Task brief: Copy out every line in the rows below that contains the string "field", listing each line in full.

Supplied material:
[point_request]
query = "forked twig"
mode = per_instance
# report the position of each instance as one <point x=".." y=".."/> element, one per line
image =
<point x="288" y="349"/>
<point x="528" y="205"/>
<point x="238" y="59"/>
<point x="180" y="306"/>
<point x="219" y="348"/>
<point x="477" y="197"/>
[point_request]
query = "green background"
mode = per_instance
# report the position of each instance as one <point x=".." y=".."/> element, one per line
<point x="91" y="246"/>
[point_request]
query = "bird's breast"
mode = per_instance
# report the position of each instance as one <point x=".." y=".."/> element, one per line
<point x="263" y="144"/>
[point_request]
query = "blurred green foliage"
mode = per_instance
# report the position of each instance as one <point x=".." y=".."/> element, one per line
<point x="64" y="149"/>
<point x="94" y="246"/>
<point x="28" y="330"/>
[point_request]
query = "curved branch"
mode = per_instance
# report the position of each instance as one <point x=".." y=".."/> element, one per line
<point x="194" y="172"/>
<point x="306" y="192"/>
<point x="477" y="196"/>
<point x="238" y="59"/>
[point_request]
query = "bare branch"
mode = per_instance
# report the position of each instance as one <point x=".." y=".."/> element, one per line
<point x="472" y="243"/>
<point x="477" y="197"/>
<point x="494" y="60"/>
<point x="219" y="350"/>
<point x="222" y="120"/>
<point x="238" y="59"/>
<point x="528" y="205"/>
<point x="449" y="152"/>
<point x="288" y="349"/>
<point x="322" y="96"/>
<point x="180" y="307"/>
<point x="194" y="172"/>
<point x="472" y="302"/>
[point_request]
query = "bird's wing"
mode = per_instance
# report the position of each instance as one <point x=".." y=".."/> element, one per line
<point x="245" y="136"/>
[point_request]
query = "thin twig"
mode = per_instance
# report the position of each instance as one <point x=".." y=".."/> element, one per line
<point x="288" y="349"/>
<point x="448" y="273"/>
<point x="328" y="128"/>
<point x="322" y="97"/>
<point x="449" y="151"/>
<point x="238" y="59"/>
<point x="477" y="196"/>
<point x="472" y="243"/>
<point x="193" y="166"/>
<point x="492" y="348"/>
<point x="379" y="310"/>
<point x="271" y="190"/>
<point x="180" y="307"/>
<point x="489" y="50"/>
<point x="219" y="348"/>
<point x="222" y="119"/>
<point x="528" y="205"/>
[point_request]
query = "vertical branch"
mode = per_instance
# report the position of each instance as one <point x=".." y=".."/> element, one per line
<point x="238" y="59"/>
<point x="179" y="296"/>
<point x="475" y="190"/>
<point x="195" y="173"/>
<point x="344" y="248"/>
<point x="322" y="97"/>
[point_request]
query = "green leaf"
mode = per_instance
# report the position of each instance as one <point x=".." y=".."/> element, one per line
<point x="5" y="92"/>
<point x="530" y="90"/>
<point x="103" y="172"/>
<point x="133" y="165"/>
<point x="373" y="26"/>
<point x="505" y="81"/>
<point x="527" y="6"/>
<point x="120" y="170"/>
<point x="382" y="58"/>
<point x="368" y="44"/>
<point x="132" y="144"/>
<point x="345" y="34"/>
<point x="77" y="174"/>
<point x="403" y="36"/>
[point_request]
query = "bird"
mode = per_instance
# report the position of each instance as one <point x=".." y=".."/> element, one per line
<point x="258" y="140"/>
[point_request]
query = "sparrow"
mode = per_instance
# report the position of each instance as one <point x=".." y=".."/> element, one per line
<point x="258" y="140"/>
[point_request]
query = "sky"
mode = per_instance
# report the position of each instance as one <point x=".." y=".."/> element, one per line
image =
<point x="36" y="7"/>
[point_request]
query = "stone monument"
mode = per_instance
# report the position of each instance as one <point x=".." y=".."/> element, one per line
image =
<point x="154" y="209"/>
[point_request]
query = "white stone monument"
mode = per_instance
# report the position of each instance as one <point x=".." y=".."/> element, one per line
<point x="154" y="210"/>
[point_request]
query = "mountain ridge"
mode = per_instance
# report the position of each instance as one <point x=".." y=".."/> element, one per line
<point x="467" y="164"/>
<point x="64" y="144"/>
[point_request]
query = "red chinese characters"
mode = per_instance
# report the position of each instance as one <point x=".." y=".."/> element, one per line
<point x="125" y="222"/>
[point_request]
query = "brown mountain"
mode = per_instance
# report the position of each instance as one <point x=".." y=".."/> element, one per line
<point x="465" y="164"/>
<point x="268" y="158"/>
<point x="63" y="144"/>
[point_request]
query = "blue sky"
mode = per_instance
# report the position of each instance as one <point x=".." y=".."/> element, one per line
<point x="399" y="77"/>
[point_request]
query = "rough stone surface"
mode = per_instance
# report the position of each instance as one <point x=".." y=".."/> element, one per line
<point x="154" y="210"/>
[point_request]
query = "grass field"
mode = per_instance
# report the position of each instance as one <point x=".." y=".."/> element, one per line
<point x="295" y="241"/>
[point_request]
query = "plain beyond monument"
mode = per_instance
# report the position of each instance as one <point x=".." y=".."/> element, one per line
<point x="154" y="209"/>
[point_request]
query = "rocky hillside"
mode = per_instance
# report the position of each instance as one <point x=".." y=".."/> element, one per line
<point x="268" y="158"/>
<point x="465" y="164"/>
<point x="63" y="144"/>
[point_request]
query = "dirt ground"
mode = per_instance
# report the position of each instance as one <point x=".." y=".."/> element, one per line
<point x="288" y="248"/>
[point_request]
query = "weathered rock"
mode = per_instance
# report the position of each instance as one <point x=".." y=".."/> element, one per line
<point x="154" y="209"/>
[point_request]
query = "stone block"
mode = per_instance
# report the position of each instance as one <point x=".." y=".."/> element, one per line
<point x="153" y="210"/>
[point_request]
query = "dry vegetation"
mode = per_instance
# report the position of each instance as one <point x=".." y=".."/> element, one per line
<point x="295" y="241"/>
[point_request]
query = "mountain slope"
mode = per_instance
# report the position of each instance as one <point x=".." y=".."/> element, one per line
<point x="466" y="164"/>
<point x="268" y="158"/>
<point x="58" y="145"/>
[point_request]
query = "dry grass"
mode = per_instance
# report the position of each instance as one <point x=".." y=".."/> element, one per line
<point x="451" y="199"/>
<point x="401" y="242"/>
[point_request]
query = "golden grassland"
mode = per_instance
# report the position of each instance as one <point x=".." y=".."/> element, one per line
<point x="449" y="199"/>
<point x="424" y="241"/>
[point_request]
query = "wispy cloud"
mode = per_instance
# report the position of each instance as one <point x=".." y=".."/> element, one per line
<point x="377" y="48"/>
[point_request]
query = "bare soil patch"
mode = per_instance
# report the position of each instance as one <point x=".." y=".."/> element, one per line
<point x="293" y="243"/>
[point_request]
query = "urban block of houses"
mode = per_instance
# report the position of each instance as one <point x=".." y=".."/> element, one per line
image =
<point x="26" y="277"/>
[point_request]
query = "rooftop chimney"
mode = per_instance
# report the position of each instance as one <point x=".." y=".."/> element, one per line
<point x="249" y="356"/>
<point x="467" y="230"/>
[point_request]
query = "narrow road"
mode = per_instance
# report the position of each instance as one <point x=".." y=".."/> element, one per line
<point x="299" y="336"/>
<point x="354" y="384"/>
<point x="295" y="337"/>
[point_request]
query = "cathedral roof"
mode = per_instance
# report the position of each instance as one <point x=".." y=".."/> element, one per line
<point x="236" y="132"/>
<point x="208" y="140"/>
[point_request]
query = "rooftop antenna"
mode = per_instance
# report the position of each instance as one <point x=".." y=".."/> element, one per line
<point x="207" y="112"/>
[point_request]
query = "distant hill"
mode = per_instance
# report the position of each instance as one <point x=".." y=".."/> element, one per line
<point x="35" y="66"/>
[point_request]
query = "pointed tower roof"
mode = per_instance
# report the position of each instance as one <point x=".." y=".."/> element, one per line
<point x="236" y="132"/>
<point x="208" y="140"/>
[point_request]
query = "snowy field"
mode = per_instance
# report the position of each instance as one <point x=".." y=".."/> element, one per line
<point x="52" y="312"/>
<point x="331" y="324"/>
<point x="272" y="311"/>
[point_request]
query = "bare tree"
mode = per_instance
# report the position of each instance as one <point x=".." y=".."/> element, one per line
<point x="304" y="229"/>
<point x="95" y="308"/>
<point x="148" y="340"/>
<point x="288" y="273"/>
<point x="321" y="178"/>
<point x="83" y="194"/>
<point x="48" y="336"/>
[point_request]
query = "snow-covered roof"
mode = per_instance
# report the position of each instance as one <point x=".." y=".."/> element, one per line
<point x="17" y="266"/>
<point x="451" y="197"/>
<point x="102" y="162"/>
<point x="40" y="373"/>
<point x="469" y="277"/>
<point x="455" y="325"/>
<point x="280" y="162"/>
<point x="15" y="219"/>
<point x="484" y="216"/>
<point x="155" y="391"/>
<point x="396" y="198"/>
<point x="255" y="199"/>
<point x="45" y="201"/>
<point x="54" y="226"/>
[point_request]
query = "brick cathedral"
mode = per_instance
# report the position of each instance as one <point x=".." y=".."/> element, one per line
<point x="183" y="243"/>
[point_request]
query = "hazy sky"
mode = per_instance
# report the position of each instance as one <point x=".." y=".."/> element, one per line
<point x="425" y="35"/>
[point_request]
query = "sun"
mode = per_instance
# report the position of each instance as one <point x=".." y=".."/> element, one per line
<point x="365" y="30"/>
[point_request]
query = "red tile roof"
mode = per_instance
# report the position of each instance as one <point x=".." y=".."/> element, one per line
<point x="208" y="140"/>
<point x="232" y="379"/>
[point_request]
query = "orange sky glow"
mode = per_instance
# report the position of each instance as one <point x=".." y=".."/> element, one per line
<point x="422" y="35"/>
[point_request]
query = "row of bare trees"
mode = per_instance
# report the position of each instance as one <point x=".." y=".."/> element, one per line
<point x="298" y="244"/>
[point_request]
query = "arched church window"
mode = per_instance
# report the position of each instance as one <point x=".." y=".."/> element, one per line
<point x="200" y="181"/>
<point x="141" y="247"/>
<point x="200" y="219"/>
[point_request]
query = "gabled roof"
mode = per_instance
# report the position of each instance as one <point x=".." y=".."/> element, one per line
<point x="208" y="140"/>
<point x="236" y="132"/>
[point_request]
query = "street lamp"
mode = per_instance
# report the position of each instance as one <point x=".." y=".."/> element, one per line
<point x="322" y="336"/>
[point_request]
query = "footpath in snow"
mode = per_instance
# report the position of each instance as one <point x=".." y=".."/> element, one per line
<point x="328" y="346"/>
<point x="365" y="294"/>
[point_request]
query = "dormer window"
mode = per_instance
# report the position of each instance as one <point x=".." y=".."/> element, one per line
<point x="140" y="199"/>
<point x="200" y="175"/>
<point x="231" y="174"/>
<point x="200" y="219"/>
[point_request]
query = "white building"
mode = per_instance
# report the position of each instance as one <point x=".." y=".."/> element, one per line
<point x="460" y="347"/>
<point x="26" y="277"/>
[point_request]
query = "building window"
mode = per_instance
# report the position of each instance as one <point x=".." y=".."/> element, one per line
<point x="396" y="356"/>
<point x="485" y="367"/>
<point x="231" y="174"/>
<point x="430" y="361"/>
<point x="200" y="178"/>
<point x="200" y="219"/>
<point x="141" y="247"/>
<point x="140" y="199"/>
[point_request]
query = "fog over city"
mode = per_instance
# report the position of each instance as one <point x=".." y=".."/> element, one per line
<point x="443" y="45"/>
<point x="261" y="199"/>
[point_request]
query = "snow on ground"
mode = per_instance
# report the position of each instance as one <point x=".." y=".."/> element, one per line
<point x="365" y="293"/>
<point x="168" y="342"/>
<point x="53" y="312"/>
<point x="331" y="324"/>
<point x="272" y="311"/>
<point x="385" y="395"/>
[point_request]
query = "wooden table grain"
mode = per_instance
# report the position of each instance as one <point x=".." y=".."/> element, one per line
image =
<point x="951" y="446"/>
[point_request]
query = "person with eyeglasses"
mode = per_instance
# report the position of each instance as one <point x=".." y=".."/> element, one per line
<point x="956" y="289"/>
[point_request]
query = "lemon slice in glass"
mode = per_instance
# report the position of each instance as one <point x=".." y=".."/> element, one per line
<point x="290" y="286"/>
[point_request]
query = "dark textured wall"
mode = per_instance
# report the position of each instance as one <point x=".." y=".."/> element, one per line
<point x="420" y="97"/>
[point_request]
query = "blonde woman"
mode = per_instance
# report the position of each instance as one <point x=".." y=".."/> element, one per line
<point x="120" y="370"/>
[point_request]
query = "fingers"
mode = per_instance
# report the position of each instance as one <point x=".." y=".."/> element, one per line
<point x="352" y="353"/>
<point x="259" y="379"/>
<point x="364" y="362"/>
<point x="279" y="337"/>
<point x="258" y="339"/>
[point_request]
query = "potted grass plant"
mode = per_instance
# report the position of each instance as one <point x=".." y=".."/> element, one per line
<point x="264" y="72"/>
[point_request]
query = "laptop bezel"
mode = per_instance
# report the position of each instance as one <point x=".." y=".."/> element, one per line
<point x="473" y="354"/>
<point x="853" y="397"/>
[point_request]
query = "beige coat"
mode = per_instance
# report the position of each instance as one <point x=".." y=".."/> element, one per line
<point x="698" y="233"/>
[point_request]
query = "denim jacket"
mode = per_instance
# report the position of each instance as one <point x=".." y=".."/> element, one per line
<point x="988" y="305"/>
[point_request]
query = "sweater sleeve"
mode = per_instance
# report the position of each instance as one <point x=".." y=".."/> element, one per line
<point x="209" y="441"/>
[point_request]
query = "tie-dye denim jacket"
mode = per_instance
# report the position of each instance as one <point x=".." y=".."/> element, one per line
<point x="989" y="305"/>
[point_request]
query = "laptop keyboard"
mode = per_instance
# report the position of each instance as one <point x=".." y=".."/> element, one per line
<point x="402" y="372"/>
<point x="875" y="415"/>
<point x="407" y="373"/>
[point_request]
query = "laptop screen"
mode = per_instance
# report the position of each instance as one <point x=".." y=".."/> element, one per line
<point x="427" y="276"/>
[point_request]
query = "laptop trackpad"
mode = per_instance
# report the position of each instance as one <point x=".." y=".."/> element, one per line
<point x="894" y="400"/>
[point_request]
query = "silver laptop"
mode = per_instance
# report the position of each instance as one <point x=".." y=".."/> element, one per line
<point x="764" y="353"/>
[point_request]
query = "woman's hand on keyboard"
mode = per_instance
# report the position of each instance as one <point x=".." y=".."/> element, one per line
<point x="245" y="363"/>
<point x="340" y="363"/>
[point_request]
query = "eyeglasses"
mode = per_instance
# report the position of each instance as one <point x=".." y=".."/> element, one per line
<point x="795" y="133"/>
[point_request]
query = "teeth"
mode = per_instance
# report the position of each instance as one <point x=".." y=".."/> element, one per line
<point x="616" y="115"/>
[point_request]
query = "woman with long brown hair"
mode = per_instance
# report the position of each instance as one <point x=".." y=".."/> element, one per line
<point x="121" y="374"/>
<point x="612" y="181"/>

Final answer:
query = "grass field"
query = "snowy field"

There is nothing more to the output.